### [Work required]
Pick out every row below that contains the word "submerged" and copy each one.

### [Material shown]
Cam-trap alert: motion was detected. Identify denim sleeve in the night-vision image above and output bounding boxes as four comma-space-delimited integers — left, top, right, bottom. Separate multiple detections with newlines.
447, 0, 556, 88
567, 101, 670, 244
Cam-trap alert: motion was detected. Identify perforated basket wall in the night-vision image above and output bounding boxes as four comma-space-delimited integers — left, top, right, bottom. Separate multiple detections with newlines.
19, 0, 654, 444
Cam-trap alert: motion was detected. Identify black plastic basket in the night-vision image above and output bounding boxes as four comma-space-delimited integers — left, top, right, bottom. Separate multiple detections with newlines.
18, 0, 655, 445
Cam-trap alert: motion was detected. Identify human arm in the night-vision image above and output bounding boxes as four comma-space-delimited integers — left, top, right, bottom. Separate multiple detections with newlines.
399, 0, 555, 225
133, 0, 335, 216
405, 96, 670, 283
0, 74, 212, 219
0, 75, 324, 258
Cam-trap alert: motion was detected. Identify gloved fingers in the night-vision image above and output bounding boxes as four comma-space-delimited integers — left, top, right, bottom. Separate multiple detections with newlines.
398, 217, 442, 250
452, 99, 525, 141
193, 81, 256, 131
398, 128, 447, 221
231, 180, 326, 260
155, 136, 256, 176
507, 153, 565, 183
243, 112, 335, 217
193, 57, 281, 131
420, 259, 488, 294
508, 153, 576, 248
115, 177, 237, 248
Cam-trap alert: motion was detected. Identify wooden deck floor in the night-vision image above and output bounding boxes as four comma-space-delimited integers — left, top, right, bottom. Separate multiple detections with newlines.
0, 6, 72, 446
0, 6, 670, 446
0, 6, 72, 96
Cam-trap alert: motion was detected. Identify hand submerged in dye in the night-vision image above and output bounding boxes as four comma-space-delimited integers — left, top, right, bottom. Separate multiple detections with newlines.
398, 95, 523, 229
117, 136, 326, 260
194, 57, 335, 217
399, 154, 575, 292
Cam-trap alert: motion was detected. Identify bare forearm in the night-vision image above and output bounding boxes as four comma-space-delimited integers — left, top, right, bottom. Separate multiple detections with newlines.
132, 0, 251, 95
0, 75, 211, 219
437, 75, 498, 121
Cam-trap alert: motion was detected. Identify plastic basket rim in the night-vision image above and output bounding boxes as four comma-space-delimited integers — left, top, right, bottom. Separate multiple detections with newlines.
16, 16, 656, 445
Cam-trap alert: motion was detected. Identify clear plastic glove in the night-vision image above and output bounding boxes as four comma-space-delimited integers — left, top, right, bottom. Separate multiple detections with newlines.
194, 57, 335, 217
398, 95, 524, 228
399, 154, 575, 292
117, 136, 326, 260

### [Response for this exercise]
Cam-trap alert: motion was detected. Identify hand submerged in dye in the night-vision image above and output bounding boxes as four comma-space-delimited integers — left, top, right, bottom. Separate multiple detections with newlines.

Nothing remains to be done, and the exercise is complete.